# What is expected:
Answer these questions using the guidelines below on arresting and detaining foreign nationals in the U.S.:
1. From what did the United States formally withdraw?
2. Do the special procedures apply to foreign nationals who are in the country illegally?
3. Without other information, which country should be taken as the foreign national's country?

# Selected extract:
◆ ◆ ◆ ◆

Guidelines for the Arrest & Detention of Foreign Nationals in the U.S.

Special Advisory

Guidelines for the Arrest & Detention of Foreign Nationals in the U.S.
(Updated March 29, 2005)

Law Enforcement Obligations When Foreign National Is Arrested Or Detained Remain UNCHANGED Despite Recent U.S. Actions

The United States' recently formally withdrew from the "Optional Protocol" to the Vienna Convention on Consular Relations (VCCR). It is the Vienna Convention that obligates law enforcement to notify consular officials when foreign nationals are arrested or detained. You may have wondered what effect the United States' withdrawal from the Optional Protocol might have on NOTIFICATION obligations. The United States' actions DO NOT AFFECT notification obligations.

ALL CONSULAR NOTIFICATION AND ACCESS REQUIREMENTS ARE COMPLETELY UNCHANGED AND REMAIN IN EFFECT. The United States has not withdrawn from the Vienna Consular Convention, and remains committed to its principles and provisions. The U.S. State Department has posted an announcement regarding this matter on its consular notification and access website, at http://travel.state.gov/.


(Updated July 31, 2002)

There are special procedures governing the arrest and detention of foreign nationals, deaths of foreign nationals, the appointment of guardians for minors or incompetent adults who are foreign nationals, and related issues pertaining to the provision of consular services to foreign nationals in the United States. These procedures govern all foreign nationals, whether they are this country legally or illegally. Instructions, forms, prepared statements and guidance can be found on the U.S. Department of State web site at http://travel.state.gov/

Included below is information pertaining to steps to follow when a foreign national is arrested or detained, as well as details regarding mandatory notification of consular officials.

Additional Links:

U.S. Guidelines for Notification and Access re: Foreign Nationals: http://travel.state.gov/
1999 Archived U.S. Guidelines: www.state.gov/www/global/legal_affairs/ca_notification/ca_prelim.html


Steps to Follow When a Foreign National is Arrested or Detained
(For full instructions, you are advised to review the U.S. Department of State web publication located at http://travel.state.gov/
  1. Determine the foreign national's country. In the absence of other information, assume this is the country on whose passport or other travel document the foreign national travels.
  2. Determine from the mandatory notification list below whether or not notification must be made to the consulatre of the foreign national's country.
  3. If the foreign national's country is not on the mandatory notification list:
  4. If the foreign national's country is on the list of mandatory notification countries:
  5. Notify that country's nearest consular officials, without delay, of the arrest/detention. Phone and fax numbers are at http://travel.state.gov/content/travel/en/consularnotification.html and you may use the suggested fax sheet for making the notification.

◆ ◆ ◆ ◆

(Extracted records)
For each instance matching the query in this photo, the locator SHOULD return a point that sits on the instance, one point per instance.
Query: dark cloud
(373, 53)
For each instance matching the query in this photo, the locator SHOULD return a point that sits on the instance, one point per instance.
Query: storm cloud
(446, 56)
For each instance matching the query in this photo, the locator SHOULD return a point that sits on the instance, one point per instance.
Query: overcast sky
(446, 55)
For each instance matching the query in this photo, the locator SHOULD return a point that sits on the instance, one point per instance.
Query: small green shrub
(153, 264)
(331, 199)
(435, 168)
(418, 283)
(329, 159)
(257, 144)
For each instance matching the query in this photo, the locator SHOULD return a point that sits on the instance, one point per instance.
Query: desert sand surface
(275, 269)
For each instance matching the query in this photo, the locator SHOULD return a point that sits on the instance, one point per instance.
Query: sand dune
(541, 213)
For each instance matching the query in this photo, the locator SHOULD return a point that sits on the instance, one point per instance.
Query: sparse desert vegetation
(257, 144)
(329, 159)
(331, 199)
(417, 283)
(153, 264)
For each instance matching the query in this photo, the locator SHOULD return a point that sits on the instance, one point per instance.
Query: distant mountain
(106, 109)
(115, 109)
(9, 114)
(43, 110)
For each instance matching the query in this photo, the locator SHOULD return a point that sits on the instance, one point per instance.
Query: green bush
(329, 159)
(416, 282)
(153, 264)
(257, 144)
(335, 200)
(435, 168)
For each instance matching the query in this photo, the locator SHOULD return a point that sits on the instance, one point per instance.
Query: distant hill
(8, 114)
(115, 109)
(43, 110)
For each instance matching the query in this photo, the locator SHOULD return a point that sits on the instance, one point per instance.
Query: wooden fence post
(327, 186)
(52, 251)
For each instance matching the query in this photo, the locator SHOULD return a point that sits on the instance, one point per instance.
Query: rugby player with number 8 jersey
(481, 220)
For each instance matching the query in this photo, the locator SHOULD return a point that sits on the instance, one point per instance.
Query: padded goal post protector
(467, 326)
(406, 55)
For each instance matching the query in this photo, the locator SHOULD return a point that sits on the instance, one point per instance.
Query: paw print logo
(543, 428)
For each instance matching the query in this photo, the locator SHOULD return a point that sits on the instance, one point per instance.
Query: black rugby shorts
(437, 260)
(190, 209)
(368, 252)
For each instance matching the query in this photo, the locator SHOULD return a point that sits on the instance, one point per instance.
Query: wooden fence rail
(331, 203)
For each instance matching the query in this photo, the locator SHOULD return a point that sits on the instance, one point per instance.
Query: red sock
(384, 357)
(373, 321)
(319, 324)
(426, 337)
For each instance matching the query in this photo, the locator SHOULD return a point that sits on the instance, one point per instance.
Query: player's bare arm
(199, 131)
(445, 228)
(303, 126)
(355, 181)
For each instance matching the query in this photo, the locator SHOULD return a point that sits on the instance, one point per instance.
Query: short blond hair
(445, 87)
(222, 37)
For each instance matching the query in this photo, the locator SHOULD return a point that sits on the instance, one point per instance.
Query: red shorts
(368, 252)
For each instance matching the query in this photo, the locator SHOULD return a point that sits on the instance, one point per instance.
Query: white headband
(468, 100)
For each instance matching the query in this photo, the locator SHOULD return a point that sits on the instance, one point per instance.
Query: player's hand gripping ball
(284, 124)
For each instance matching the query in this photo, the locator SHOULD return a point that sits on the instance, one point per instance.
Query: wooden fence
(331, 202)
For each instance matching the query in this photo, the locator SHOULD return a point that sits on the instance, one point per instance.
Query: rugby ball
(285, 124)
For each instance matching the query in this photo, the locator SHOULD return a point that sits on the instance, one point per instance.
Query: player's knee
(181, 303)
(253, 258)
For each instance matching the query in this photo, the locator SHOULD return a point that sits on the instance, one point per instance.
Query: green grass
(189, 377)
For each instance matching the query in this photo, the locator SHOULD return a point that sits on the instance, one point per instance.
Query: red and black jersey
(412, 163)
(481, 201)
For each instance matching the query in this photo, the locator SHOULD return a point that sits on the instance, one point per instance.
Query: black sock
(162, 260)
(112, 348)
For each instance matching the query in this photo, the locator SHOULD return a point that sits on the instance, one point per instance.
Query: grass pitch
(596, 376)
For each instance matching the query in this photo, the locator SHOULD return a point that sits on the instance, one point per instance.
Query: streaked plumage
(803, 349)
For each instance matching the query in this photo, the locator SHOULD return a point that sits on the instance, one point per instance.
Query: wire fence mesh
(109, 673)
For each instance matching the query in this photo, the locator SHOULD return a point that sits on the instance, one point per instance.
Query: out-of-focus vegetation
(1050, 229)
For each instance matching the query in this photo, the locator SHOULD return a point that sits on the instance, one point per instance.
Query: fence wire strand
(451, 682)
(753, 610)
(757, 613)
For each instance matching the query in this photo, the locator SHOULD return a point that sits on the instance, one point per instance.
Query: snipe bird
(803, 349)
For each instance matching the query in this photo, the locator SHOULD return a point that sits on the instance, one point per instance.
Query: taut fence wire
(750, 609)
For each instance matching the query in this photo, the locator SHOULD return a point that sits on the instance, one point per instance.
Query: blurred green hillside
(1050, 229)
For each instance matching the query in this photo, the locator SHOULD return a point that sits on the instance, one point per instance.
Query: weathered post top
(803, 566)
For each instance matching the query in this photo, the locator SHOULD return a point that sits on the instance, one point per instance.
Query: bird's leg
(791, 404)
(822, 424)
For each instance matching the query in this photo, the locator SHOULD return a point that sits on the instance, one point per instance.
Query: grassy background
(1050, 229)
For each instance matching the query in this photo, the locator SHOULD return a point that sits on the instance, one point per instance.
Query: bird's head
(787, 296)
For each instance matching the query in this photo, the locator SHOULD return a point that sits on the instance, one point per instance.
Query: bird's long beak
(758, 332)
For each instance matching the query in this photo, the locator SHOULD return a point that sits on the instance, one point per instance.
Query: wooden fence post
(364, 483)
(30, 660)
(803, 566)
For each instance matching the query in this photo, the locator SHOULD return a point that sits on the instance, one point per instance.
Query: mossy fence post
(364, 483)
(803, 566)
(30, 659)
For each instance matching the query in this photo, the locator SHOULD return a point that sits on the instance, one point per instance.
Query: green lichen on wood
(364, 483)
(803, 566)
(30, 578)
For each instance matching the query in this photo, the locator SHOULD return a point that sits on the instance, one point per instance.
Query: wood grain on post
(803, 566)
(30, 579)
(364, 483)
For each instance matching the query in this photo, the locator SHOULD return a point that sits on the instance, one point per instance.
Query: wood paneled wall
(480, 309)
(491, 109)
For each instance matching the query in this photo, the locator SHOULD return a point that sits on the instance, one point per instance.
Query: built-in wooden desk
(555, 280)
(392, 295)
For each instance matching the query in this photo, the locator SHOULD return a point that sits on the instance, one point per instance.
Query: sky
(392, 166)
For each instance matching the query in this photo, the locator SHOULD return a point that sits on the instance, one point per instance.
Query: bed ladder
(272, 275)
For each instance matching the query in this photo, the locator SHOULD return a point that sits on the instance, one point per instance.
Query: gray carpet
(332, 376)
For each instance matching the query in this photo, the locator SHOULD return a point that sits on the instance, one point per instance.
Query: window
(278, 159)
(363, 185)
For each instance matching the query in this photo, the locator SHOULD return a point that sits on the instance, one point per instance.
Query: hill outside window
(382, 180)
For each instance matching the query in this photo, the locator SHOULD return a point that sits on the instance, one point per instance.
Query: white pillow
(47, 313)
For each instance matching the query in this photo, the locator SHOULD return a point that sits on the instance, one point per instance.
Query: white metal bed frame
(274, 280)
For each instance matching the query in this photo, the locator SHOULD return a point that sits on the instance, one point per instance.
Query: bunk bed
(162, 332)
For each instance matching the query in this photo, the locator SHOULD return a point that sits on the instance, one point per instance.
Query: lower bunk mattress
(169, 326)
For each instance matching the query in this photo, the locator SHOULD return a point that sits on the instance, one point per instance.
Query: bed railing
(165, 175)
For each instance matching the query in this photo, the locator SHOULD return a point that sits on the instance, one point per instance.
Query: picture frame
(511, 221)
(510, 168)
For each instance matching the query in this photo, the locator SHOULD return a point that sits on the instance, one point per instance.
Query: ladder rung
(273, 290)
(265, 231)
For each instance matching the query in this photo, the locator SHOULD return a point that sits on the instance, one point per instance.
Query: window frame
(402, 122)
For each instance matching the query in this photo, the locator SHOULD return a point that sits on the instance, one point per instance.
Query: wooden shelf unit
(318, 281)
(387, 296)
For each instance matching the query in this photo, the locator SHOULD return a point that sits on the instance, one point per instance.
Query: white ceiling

◆ ◆ ◆ ◆

# Answer:
1. The "Optional Protocol" to the Vienna Convention on Consular Relations.
2. Yes. They govern all foreign nationals, whether they are in the country legally or illegally.
3. The country on whose passport or other travel document the foreign national travels.